[Entries from a point annotation set]
--------
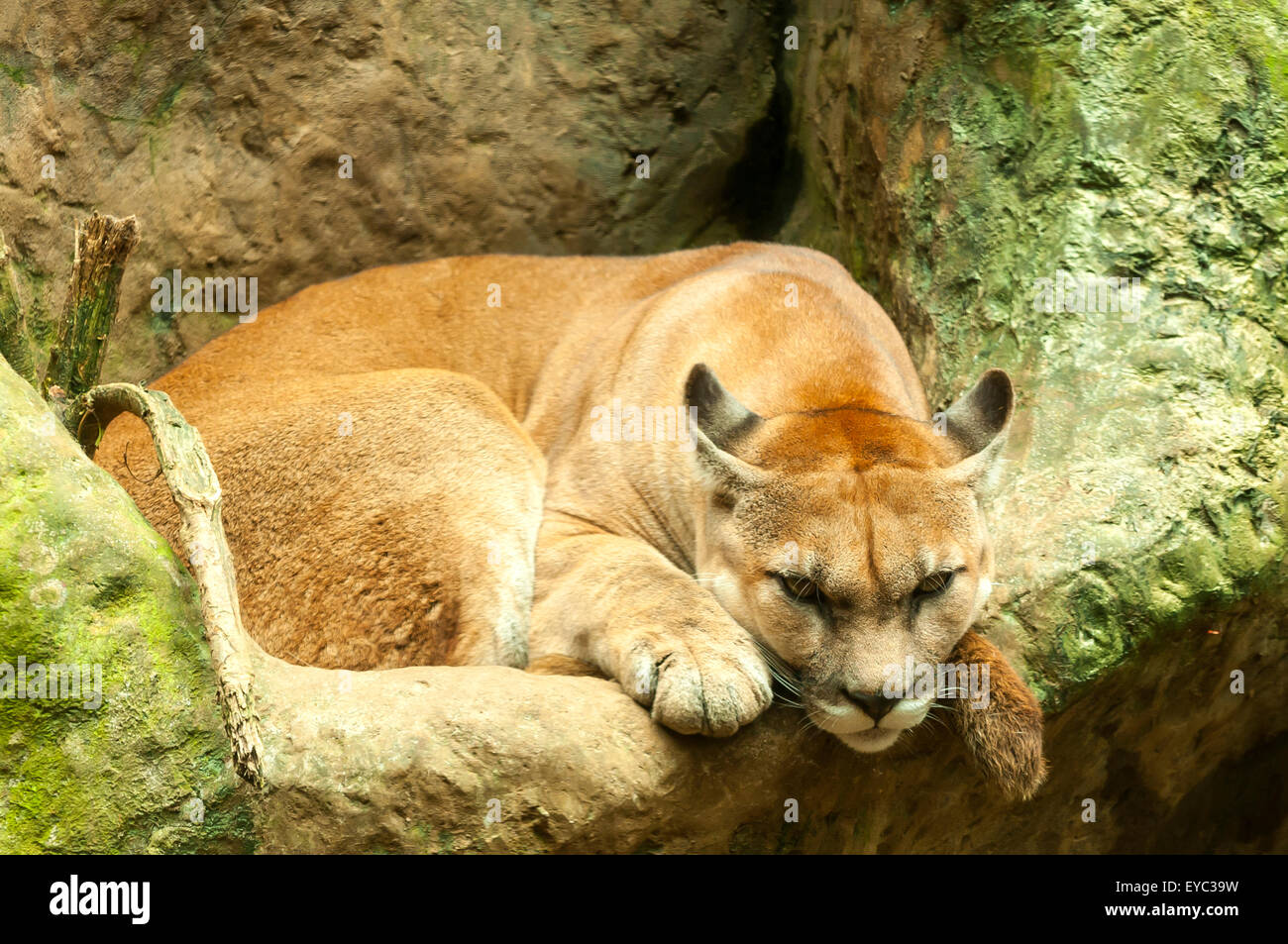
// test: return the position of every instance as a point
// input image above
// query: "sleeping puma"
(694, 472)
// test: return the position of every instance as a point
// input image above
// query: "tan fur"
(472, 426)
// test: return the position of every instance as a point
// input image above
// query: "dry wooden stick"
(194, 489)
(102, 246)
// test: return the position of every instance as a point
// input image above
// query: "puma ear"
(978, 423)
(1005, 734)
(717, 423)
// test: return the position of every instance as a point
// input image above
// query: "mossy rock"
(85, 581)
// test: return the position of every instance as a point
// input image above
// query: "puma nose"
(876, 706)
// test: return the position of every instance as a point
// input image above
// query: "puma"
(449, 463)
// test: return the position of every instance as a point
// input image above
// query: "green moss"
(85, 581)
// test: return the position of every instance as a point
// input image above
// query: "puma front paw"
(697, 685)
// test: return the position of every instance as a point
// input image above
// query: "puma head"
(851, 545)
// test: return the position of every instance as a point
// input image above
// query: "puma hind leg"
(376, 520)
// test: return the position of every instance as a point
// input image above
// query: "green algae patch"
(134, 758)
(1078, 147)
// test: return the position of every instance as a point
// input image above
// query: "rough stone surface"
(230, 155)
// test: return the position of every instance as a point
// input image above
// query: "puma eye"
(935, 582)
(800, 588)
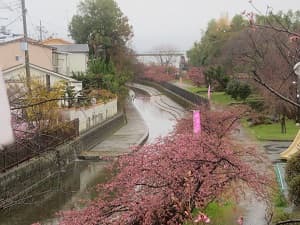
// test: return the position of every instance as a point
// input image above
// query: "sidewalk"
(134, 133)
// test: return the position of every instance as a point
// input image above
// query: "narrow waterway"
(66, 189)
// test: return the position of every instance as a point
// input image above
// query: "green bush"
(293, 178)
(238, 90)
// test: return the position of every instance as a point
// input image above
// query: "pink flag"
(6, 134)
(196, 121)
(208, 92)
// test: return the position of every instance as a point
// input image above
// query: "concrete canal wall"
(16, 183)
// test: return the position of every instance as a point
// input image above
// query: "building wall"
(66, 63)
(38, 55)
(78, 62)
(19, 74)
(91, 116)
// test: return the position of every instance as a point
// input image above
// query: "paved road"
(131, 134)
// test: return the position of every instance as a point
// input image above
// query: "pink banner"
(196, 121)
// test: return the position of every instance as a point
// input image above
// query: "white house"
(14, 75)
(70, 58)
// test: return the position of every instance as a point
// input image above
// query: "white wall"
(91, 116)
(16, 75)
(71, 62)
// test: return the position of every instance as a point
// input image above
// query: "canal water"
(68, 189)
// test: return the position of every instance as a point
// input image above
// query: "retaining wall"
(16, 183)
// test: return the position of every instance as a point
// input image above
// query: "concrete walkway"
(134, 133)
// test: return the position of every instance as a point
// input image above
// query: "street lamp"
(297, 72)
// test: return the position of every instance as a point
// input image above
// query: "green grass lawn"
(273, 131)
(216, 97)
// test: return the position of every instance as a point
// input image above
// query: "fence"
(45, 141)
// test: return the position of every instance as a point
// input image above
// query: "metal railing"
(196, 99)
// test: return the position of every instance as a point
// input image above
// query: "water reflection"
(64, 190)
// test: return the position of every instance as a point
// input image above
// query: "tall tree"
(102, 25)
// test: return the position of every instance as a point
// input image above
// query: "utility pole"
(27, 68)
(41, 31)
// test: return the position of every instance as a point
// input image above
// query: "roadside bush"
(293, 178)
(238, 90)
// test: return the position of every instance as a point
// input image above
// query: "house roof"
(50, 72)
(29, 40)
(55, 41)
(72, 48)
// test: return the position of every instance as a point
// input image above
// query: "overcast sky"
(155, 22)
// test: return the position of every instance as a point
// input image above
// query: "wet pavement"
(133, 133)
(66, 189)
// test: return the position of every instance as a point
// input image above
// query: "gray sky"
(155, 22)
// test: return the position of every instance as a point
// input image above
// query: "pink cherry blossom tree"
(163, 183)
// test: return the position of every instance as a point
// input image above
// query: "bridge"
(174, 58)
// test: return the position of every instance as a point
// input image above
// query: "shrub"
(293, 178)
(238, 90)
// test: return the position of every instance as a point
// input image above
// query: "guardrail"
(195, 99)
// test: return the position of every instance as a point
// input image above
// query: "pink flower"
--------
Work to complete:
Transcribe the whole listing exactly. Pictures are excluded.

Exercise output:
// test: return the position of every instance as a point
// input image above
// query: "sleeping puma"
(694, 472)
// test: return the position of every instance as a point
// input image above
// query: "tan fur"
(472, 426)
// test: return the position of every instance as a point
// input image above
// query: "dry wooden stick"
(194, 489)
(102, 246)
// test: return the position of every instance as a point
// input image above
// query: "puma ear"
(978, 423)
(1005, 734)
(717, 423)
// test: return the position of every instance as a point
// input image above
// query: "mossy rock"
(85, 581)
// test: return the position of every instance as a point
// input image above
// query: "puma nose"
(876, 706)
// test: return the position of every instance as a point
// input image above
// query: "puma"
(449, 463)
// test: return the position of every instance as a point
// input image above
// query: "green moss"
(85, 581)
// test: return the position of every instance as a point
// input image above
// query: "puma front paw"
(697, 685)
// test: return the position of every instance as a point
// input image above
// query: "puma head"
(851, 545)
// test: return the position of every instance as a point
// input image above
// query: "puma hind leg"
(376, 520)
// test: return the position of every instance as a point
// input image above
// query: "green algae patch"
(134, 758)
(1078, 147)
// test: return the position of every instance as a point
// input image above
// query: "rough stone surface"
(230, 155)
// test: return the position of every instance as a point
// input image above
// query: "puma eye"
(935, 582)
(800, 588)
// test: return the position of every instance as a point
// input image above
// query: "sidewalk"
(134, 133)
// test: return the position of every instance as a point
// input image above
// query: "narrow waterway"
(66, 189)
// test: return the position of every instance as a point
// input image above
// query: "green bush"
(293, 178)
(238, 90)
// test: return the position of every instance as a point
// input image above
// query: "pink flag"
(6, 134)
(196, 121)
(208, 92)
// test: return the position of every instance as a point
// input image above
// query: "concrete canal wall"
(16, 183)
// test: return the position of every instance as a point
// input image above
// query: "building wall"
(66, 63)
(38, 55)
(78, 62)
(19, 74)
(91, 116)
// test: return the position of every instance as a point
// input image above
// query: "paved road"
(131, 134)
// test: return the position of every instance as a point
// input image above
// query: "pink banner"
(196, 121)
// test: return the position of every instance as a point
// input image above
// query: "white house"
(14, 75)
(70, 58)
// test: return the position of every instance as a point
// input image above
// query: "white wall"
(91, 116)
(16, 75)
(71, 62)
// test: return the position of every instance as a point
// input image above
// query: "canal water"
(68, 189)
// test: return the position of every instance as a point
// input image above
// query: "retaining wall"
(16, 183)
// test: return the position of every instance as a point
// input image above
// query: "concrete walkway"
(134, 133)
// test: return the position of every instance as a point
// input image above
// query: "street lamp"
(297, 72)
// test: return the position of every instance as a point
// input image above
// query: "green grass lawn"
(273, 131)
(216, 97)
// test: return the position of every instance as a point
// input image above
// query: "fence"
(45, 141)
// test: return the position of every instance as a point
// input image above
// query: "metal railing"
(196, 99)
// test: return the position of every instance as a point
// input image above
// query: "water reflection"
(64, 190)
// test: return the position of every instance as a point
// input image above
// query: "tall tree"
(102, 25)
// test: return the position of every instance as a point
// input image above
// query: "utility pole"
(27, 68)
(41, 31)
// test: return the position of every instance as a point
// input image above
// query: "roadside bush"
(293, 178)
(238, 90)
// test: return the position of every instance as a point
// input image above
// query: "house roof"
(50, 72)
(29, 40)
(55, 41)
(72, 48)
// test: return the position of every instance as a point
// input image above
// query: "overcast sky"
(155, 22)
// test: return the position of every instance as a point
// input image above
// query: "wet pavement"
(133, 133)
(66, 189)
// test: return the position of every instance as a point
// input image above
// query: "gray sky"
(155, 22)
// test: return the position of every instance as a point
// input image above
// query: "pink cherry blossom tree"
(163, 183)
// test: return the position of every instance as a point
// input image above
// query: "bridge"
(174, 58)
// test: return the position of every instance as a point
// input image above
// query: "shrub"
(293, 178)
(238, 90)
// test: return the position of every instance as a point
// input image above
// query: "guardrail"
(195, 99)
// test: return the position of every instance as a point
// input image above
// query: "pink flower"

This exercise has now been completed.